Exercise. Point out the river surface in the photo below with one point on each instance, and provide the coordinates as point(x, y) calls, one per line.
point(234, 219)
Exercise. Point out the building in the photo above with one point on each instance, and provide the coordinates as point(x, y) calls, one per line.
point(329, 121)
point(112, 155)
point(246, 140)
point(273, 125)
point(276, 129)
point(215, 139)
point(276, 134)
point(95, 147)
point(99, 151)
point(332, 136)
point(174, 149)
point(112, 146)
• • •
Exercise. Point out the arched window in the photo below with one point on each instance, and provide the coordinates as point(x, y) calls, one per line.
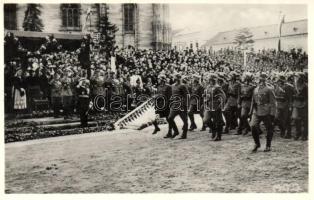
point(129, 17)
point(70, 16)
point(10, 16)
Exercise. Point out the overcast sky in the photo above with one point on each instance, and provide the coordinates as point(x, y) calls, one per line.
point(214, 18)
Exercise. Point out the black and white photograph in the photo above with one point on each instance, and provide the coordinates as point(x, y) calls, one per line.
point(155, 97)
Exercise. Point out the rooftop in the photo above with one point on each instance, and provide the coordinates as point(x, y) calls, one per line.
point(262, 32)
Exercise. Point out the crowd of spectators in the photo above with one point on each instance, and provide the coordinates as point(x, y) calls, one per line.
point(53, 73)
• • •
How many lines in the records above contain the string "Exercise", with case counting? Reply with the number alone.

7